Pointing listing
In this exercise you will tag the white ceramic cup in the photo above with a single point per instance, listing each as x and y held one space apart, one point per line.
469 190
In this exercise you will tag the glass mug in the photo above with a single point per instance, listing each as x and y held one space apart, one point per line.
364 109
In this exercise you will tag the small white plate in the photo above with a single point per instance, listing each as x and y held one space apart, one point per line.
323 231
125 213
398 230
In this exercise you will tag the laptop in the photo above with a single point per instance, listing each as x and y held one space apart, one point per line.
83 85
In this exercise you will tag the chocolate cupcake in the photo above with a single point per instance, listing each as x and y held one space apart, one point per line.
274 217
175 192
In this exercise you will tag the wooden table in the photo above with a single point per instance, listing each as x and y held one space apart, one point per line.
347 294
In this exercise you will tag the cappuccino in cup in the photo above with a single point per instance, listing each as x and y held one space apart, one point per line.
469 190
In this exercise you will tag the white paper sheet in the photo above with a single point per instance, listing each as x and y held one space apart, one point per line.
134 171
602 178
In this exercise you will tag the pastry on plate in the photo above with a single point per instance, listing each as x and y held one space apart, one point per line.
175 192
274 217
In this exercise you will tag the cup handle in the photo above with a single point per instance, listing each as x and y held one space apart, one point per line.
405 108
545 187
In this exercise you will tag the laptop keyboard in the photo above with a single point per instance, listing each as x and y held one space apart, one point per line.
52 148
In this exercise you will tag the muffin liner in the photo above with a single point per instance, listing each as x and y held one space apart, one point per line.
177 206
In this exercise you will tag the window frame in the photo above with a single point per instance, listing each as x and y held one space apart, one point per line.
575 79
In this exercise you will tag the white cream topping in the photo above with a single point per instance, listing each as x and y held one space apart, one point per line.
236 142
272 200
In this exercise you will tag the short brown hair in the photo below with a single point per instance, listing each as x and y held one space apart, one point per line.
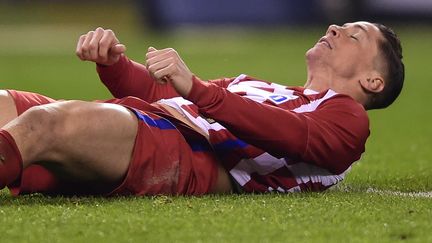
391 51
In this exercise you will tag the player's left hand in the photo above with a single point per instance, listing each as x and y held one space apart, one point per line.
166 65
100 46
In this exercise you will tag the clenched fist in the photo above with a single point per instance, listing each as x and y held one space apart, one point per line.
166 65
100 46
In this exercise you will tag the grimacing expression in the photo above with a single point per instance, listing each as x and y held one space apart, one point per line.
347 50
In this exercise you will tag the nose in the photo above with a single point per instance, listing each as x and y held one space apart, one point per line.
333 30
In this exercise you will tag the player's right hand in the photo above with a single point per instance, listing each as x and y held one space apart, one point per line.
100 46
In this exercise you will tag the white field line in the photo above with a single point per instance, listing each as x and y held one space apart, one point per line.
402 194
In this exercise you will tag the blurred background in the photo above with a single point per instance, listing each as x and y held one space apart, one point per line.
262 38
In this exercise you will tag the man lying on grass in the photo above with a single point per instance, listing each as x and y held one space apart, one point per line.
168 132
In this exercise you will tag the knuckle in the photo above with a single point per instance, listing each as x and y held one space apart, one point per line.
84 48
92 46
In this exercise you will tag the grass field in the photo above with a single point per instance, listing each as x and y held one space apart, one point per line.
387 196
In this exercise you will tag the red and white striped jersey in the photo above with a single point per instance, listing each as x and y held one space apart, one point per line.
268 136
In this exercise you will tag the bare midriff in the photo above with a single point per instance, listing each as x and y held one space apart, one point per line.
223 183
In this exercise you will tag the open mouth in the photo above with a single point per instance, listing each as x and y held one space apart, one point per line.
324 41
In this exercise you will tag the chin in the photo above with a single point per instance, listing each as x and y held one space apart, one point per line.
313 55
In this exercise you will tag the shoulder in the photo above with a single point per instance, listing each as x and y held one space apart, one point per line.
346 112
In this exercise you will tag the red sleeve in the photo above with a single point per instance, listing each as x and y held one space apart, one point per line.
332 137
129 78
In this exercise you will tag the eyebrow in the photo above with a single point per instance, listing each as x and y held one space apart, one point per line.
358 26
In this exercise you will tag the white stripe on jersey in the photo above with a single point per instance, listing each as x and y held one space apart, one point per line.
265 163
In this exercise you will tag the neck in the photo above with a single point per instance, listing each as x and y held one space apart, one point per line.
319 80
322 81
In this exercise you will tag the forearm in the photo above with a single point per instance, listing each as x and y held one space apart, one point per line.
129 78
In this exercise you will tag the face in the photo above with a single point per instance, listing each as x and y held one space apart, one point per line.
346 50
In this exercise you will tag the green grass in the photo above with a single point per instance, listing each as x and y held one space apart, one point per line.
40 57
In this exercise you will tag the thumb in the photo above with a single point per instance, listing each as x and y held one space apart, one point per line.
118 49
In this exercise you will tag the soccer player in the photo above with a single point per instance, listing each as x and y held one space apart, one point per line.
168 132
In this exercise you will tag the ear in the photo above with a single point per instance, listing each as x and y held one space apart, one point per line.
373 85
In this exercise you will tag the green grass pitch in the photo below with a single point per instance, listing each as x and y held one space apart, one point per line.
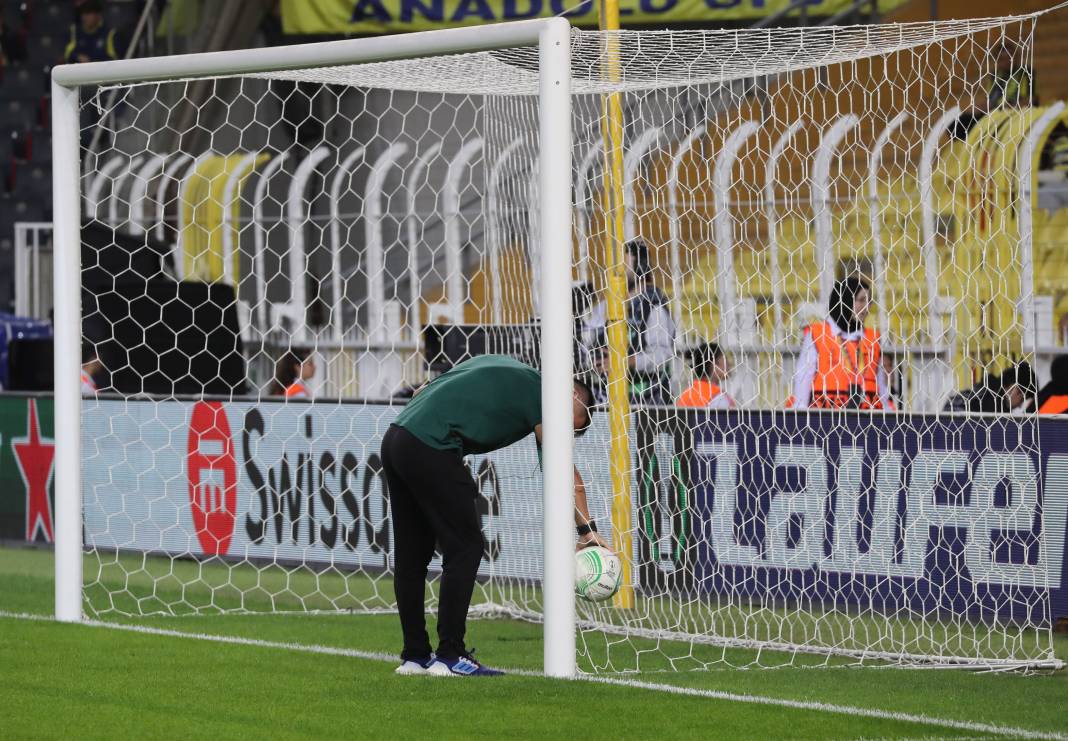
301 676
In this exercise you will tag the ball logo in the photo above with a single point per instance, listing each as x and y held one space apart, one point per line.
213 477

- [The task] Reproduce the listing above with every "single point" changed to "single marker" and nothing else altered. Leave the pictures out.

- [Answer to this problem]
In this exercise you will tag the white ceramic cup in the photo above with a single marker per instance, listing each as x and y held one space apart, one point per line.
469 190
In this exercise you will tag the glass mug in the photo above with a single marker per instance, listing each as x and y held one space apart, one point per line.
364 109
In this exercise you will tag the small white plate in the photo above with a single marker per instance, listing each as x and y held one space apart, one point per line.
323 231
125 213
398 230
In this exercise you will tag the laptop in the photo above with a single marker per instance, listing each as x and y held one space apart, one point per line.
83 85
In this exercise you will tag the chocolate cupcake in the photo above with a single marker per instance, listing each as x and y held one space apart, one point per line.
274 217
175 192
In this exercise you will tag the wooden table in the photo above with a single marker per instance, listing each as x and y held one space apart, one point per line.
347 294
In this exercise you will tag the cappuccino in cup in the photo above with a single marker per instance, listing each as x and y held one space apart, one point per line.
469 190
In this exercise you will tag the white paper sheet in the photo above with a single marker per instance, listing each as x and y held one space apart, one point per line.
134 171
602 178
In this exercise you will tag the pastry on plate in the photo above with a single marker per instance, listing each as x and y held one space apart, one point per line.
175 192
274 217
In this exercise you will tag the cup handle in the photo above with a single marker per instance, listing each as x and y held one space apart, one point per line.
405 108
545 187
In this exercise you will tag the laptop keyboard in the photo above with a single marker per instance, listing each as x and y held one space apart, one point per line.
52 148
In this exercise you will tag the muffin liner in the photo above with a single marker per instance, listing each as x and y held one space apart, one point per line.
177 206
In this exercise you will tag the window frame in the photo above with a single marker per instance, listing each as x and y held one space apart, one point per line.
575 79
In this exercise you will tag the white cream topping in the photo above with a single marker per instance, listing each as x and y held one space apart, one point per line.
236 142
272 200
In this exercise you will tag the short brown hair in the photo below with a single marker per instance, listing each as x and y held one space apart, one point per line.
391 51
In this exercise you will tag the player's left hand in the photo above with a single marker per instance, listing each as x and y held one space apart, one point per line.
166 65
100 46
In this exercise you will tag the clenched fist in the photo above with a single marker per instance, listing each as x and y held one space apart, one point per line.
166 65
100 46
In this exercise you will tag the grimacing expression in the photo above with a single marker per instance, listing each as x and y held one space apart, one point per line.
347 50
In this exercise you will tag the nose in the photo above with a single marker per instance, listing each as x and y held one space apart, one point per line.
333 30
In this exercise you will tag the player's right hand in the photo above with a single marker per instance, listing each as x and y held one space apart, one point per line.
100 46
In this exercise you will tag the white field line in the photo above with a single marker per instance, listing each as x and y held one space apart, one point per line.
402 194
In this exercise you will tag the blurred background in the photo above with a single marker per instance, listing each as x and y held one space apart, one point per line.
262 38
In this exercise you will tag the man lying on grass in the photo above with a single marker per instance, listing each as x and y held one space apart, one point per line.
168 132
In this exercise you will tag the knuckle in the photo above with a single marker per instance, listing each as x and y held one space apart, one point per line.
84 48
92 46
In this exercise you will tag the grass field in the photo above with a single marker per instance, listing each as x and y held one space apart, one point per line.
387 196
In this exercise you will tag the red and white striped jersey in the photo above with a single marker per instance, listing each as x and y held one space apart, one point per line.
268 136
In this exercise you will tag the bare midriff in the photo above with a single marker per instance, listing each as x and y held one space apart, one point per line.
223 183
In this exercise you will tag the open mouth in the photo above with a single marker per instance, listing each as x and y held one space apart, one point per line.
324 41
In this exercise you will tag the chin in the photo above with a single marker per instance, listing each as x and y held one space apart, one point per line.
313 55
In this exercise you will tag the shoulder in the photo above with a single marker per instance, listing each as x and y held one space apart, one point per line.
346 112
In this exercise you will tag the red sleeve in the photo above with a single marker per instance, listing each as x and y held one space apart, one point per line.
332 137
129 78
In this exercise you will tag the eyebrow in the photo above with a single marker per instance, listing each as x and y held one space apart, one point per line.
358 26
In this exercise you will tag the white stripe on jersey in the photo above with a single marker per instance, listing each as x and y held one space apart, one point per line.
265 163
In this exercise you will tag the neck in the photo above with a single marker per instance, listing each as x and y held one space apart, one point per line.
319 80
322 81
In this exercise you will tag the forearm in the photo above with a single marker per instance, listing each as x and y held one space apart, one point per line.
129 78
In this exercise you will tag the face in the photo above with a single marker per instance, listing each as x and y held one space apart, one point per line.
346 50
In this exercise you will tag the green grass in the photo above with a single marker per instance, listing each as x and y held one space apart, one point per line.
40 57
In this exercise you will tag the thumb in the photo above with a single marker per instance, listing each as x and y held one space apart, one point per line.
118 49
In this exercise you will tag the soccer player in the photo above with a single marker per instance, listing each as x and y held one space apart, one point per line.
168 132
In this exercise you will tag the ear in the photo above with a single marker per instance, listing each as x and y held one space apart, one point per line.
373 85
In this exercise you will tag the green grass pitch in the photo below with a single marker per instance, listing each as x and y held one space apart, one point per line.
301 676
In this exercise you will tag the ball logo in the photo above with a single marker per instance, listing each as x and y held one space apart, one point per line.
213 477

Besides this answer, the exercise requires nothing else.